- _Excerpt provided_
# Gollum fans...Ugh



## Taran (Apr 2, 2002)

I'm sorry, but i think it tales a reeely twisted person to be a gollum fan (no offence) what do y'all think?


----------



## DGoeij (Apr 2, 2002)

Take cover Taran, the answers will be coming in soon enough. 

Welcome to the forum anyway.
I'm sure you understand that it was Gollum who eventually saved ME and that this creatured had suffered immensely just because he happened to be at the wrong place at the wrong time. I guess it takes a Ringbearer to feel truly pityfull.

(oh and watch the spelling, it took me two reads to get the point of your post. I'm no native in English, so it's hard enough allready)


----------



## YayGollum (Apr 2, 2002)

Reeely twisted person? Well, I'm sooo sorry! I'll be sure to stay out of your way! Don't want to offend this super nooormal person who is toootally craaazy since he doesn't like Gollum! What's your problem with the Gollum fans? What have we done to you? Argh! Ummm...I mean, I don't think so. Thanks DGoeij! Hey! Everybody! This guy doesn't speak English! He speaks Dutch! The greatest language on Earth! Lord of the Rings is translated to He Who Is Under The Spell Of The Ring! Isn't that sooo cool? The book is named after Gollum! Yay Dutch!


----------



## DGoeij (Apr 2, 2002)

> _Originally posted by YayGollum _
> *Lord of the Rings is translated to He Who Is Under The Spell Of The Ring! Isn't that sooo cool? The book is named after Gollum! Yay Dutch!  *



Close, but Under The Spell Of The Ring would be closer. But then it would be less close to Gollum. And I speak enough english to see the sarcasm in your post too.


----------



## YayGollum (Apr 2, 2002)

Yay sarcasm! My title for it is much better.


----------



## Khamul (Apr 2, 2002)

JOIN THE RABID BATS!! We have free playstation 2's and a an x-box if you join. Come now to the Anti-Gollum club!!


----------



## Gary Gamgee (Apr 2, 2002)

hahaha... 

v.brave Taran and welcome. Gollum is a brilliant creation and one of my favourite characters. So looking forward to see him in TTT after that trailer 'and we wantss it'. But he does stink.


----------



## YayGollum (Apr 2, 2002)

Argh! Evil Gollumite! Don't listen to him!


----------



## Taran (Apr 2, 2002)

- _Dataset extract_
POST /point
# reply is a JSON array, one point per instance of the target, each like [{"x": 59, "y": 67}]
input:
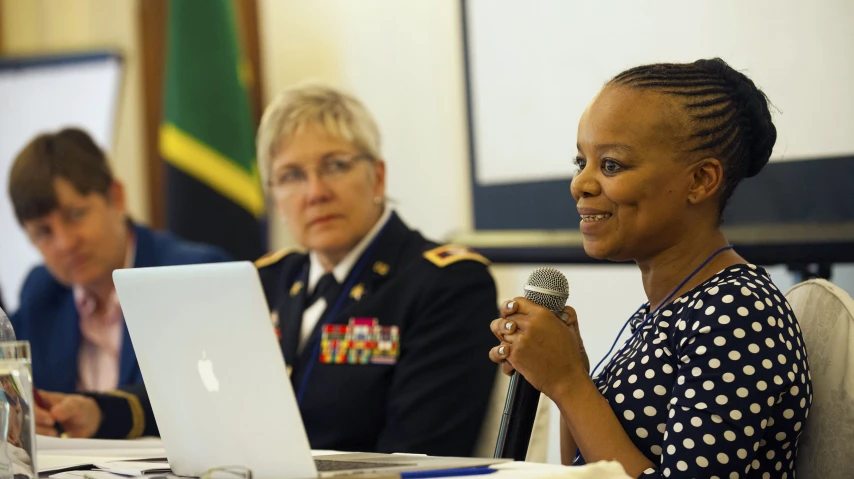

- _What this task involves_
Rewrite the part of the Gollum fans thread that opens with the words containing "I'm sorry, but" and closes with "the forum anyway.", changing "twisted" to "strange". The listing comes from a different source than the forum thread.

- _Completed task_
I'm sorry, but i think it tales a reeely strange person to be a gollum fan (no offence) what do y'all think?


----------



## DGoeij (Apr 2, 2002)

Take cover Taran, the answers will be coming in soon enough. 

Welcome to the forum anyway.